(EXERCISE INPUTS begins)

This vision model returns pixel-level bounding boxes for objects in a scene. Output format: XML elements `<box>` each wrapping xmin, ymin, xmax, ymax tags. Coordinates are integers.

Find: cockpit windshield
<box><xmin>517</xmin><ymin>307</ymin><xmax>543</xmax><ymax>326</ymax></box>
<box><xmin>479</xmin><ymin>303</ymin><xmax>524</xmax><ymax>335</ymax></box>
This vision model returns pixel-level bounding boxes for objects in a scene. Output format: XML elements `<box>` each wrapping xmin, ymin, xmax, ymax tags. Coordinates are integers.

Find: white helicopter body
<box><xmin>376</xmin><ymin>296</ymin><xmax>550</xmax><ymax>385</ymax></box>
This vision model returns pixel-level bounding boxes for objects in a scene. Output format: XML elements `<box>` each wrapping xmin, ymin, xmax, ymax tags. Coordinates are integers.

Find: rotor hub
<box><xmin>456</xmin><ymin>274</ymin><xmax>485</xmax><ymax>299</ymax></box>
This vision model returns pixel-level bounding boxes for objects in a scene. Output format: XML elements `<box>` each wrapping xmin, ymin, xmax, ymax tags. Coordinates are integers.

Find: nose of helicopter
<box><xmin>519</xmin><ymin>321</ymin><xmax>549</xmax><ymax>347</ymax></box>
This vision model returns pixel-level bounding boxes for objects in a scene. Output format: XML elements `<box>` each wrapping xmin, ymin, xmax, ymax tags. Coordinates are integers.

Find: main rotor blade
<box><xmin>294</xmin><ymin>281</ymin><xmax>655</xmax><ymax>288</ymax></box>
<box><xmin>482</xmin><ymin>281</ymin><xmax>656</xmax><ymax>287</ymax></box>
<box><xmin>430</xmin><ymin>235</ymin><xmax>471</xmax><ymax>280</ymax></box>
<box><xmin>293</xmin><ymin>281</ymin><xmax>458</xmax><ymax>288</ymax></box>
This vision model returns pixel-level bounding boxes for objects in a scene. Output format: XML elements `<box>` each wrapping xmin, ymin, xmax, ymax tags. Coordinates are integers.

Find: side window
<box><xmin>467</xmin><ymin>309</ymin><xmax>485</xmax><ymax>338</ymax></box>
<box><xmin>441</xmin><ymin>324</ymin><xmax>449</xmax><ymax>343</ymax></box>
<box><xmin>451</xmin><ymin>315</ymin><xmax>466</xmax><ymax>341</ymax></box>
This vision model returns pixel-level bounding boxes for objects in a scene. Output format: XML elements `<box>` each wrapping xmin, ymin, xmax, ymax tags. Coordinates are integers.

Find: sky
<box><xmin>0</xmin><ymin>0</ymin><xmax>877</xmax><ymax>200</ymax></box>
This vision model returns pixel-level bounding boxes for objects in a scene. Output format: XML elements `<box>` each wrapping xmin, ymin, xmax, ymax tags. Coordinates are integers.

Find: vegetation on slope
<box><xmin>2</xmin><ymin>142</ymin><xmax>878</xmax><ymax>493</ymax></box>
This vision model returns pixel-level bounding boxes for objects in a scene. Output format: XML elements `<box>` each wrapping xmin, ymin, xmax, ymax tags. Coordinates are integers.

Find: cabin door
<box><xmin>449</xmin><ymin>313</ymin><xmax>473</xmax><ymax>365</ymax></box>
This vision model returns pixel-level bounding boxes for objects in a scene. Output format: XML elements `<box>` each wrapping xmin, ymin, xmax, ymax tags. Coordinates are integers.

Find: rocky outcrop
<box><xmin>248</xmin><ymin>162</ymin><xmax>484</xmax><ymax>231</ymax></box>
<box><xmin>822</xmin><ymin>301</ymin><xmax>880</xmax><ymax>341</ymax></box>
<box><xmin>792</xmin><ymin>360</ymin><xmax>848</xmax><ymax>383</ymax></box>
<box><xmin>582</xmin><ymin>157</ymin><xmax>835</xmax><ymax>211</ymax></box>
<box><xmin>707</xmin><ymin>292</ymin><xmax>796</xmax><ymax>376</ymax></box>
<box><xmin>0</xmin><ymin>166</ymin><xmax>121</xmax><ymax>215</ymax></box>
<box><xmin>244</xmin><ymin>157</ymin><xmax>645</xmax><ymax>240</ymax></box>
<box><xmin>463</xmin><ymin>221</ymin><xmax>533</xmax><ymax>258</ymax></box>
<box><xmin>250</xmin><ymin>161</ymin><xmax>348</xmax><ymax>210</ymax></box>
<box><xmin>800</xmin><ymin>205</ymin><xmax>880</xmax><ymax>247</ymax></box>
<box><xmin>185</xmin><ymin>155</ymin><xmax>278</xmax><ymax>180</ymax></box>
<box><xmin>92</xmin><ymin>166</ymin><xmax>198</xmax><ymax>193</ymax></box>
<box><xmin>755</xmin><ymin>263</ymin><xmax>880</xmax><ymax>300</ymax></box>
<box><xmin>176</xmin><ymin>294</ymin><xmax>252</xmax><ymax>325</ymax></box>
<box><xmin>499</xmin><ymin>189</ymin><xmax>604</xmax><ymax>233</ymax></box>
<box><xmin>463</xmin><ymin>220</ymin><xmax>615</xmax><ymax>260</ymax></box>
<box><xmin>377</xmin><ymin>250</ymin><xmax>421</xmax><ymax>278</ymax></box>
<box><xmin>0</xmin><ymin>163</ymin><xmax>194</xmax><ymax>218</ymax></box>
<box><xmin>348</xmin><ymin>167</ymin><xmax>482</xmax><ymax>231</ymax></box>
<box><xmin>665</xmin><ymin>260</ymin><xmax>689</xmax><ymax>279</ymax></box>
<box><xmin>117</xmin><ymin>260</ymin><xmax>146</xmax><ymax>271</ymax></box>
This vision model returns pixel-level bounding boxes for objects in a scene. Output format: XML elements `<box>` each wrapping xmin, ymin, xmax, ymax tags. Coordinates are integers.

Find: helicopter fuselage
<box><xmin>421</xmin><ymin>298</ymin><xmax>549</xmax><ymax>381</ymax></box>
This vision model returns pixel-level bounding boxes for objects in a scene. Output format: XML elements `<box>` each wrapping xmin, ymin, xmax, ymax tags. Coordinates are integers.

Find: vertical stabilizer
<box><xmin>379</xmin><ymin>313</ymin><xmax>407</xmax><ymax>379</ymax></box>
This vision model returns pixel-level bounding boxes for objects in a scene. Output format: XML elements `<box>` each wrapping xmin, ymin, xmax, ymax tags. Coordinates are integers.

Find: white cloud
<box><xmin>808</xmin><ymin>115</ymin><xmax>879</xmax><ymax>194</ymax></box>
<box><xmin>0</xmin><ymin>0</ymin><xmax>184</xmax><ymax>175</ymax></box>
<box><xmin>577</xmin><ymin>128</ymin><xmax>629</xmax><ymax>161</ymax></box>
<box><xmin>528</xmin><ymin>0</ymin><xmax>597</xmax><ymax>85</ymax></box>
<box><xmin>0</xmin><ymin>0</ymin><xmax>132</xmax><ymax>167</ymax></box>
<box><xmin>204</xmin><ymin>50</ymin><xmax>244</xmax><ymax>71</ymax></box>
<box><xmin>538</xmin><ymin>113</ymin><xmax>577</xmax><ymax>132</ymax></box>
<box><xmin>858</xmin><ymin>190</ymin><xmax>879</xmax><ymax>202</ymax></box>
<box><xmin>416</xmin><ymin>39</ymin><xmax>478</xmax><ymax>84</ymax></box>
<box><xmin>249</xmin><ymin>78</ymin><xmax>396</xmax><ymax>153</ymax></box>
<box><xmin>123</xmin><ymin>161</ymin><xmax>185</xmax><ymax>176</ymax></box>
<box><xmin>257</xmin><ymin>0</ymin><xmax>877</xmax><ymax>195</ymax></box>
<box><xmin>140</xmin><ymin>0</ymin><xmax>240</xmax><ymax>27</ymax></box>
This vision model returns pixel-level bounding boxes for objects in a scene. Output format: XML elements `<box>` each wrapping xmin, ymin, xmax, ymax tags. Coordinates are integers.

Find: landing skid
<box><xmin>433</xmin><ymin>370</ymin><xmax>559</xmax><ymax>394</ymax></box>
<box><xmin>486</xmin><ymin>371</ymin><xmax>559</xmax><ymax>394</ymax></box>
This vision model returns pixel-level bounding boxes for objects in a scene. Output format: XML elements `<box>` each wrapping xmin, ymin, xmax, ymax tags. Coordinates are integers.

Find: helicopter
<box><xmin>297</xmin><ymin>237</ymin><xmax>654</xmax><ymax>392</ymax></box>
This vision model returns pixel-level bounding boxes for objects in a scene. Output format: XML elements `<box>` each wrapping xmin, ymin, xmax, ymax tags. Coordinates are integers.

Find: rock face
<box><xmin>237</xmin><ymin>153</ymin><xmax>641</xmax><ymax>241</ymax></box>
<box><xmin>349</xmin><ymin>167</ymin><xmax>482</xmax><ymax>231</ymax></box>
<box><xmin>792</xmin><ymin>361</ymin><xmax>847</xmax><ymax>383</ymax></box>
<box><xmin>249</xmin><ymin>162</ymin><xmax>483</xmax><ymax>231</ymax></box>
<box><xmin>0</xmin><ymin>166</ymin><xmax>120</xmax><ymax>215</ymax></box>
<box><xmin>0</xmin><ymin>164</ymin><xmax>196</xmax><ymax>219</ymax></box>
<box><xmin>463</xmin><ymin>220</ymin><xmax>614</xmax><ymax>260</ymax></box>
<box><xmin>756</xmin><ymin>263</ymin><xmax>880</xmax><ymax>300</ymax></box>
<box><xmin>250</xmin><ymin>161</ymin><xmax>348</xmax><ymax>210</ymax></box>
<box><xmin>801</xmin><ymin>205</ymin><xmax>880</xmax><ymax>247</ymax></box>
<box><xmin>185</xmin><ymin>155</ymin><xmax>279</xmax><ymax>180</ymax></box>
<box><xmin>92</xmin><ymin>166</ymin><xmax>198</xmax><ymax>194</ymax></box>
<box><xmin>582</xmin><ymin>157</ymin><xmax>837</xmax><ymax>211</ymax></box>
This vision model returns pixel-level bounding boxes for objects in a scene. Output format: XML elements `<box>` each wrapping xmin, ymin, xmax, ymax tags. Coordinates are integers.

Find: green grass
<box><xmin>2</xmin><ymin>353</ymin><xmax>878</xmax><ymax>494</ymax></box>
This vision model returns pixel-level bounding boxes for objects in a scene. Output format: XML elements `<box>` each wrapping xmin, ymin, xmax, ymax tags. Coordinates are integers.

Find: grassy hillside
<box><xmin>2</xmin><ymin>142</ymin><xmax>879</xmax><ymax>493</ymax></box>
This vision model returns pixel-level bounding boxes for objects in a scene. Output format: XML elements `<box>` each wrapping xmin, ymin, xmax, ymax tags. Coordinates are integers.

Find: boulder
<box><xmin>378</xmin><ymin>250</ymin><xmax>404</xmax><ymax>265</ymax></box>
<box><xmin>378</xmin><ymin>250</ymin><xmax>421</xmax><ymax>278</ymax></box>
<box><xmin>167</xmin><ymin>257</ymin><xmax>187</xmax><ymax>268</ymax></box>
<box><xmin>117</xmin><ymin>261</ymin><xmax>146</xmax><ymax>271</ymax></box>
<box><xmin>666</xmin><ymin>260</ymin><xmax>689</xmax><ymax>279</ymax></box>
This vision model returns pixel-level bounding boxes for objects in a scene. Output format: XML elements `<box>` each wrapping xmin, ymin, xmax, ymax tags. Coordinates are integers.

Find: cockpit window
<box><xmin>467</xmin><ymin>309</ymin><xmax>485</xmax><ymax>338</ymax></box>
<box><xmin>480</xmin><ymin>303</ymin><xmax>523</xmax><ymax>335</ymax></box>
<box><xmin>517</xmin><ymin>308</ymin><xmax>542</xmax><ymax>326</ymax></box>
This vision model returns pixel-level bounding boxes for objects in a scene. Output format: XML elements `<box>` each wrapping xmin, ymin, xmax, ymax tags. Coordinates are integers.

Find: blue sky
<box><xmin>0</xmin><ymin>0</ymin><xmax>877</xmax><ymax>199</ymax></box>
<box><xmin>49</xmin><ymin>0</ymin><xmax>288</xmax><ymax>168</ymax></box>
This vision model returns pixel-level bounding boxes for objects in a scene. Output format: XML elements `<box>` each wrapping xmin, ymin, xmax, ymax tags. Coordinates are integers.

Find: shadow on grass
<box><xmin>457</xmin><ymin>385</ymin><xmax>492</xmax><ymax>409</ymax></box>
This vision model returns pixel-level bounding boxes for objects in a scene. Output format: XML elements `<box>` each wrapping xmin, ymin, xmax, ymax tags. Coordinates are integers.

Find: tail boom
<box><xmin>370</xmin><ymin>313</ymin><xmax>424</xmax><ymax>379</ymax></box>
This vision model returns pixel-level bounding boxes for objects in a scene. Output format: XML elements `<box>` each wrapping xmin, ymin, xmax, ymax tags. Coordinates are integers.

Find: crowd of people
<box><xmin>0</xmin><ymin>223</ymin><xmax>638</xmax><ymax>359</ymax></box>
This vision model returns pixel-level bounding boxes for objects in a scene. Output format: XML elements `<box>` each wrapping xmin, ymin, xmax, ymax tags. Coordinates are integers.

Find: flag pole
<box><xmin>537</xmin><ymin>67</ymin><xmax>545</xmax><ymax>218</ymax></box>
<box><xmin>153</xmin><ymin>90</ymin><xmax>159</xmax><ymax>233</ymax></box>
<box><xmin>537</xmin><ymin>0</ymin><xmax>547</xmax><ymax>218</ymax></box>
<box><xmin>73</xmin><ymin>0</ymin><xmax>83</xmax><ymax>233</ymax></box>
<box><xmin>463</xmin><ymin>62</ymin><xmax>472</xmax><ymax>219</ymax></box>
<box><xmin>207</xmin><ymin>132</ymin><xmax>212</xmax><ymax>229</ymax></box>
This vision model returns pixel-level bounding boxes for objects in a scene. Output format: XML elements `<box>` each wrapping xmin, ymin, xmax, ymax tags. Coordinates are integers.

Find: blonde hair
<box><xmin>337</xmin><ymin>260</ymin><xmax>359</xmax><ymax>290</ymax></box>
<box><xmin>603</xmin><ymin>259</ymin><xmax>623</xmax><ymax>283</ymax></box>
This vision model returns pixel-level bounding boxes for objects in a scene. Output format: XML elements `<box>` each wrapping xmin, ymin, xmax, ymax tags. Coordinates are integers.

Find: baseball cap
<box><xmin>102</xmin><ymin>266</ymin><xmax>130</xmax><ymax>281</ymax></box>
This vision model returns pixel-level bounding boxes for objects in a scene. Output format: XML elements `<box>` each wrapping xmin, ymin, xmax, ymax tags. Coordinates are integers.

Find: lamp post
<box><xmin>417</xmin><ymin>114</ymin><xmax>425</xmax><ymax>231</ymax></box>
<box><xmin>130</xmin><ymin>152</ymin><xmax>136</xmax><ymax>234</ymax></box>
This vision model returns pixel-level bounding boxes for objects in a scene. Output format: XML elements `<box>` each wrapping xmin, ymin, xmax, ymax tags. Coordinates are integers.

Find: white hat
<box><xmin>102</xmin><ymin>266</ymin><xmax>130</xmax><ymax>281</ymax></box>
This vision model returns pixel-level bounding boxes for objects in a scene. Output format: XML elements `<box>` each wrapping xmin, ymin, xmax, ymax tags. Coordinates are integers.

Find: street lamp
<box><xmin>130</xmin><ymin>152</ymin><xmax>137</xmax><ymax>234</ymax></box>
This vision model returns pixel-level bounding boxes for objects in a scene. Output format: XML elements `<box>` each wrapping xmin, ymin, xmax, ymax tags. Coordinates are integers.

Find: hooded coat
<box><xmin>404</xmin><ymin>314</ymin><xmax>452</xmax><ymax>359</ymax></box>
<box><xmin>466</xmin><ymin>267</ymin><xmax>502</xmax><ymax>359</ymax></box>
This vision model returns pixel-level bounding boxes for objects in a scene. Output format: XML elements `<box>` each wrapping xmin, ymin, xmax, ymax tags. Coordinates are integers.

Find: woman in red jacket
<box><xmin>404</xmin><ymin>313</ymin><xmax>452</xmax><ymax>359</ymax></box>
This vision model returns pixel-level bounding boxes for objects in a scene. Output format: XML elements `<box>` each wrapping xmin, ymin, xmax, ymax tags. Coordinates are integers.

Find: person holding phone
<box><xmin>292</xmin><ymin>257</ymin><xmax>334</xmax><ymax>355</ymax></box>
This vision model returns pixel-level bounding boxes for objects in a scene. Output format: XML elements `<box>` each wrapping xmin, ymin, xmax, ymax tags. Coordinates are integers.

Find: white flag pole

(EXERCISE INPUTS ends)

» EXERCISE PROMPT
Could you reproduce the lines above, from the one that holds "Find: person holding phone" through the last, exactly as they stand?

» SOLUTION TO THIS EXERCISE
Find: person holding phone
<box><xmin>292</xmin><ymin>257</ymin><xmax>334</xmax><ymax>355</ymax></box>
This vision model returns pixel-level bounding boxes for objects in a scene. Output format: XML elements `<box>` each wrapping xmin, ymin, xmax, ymax tags. Coordinates are integers.

Find: white flag pole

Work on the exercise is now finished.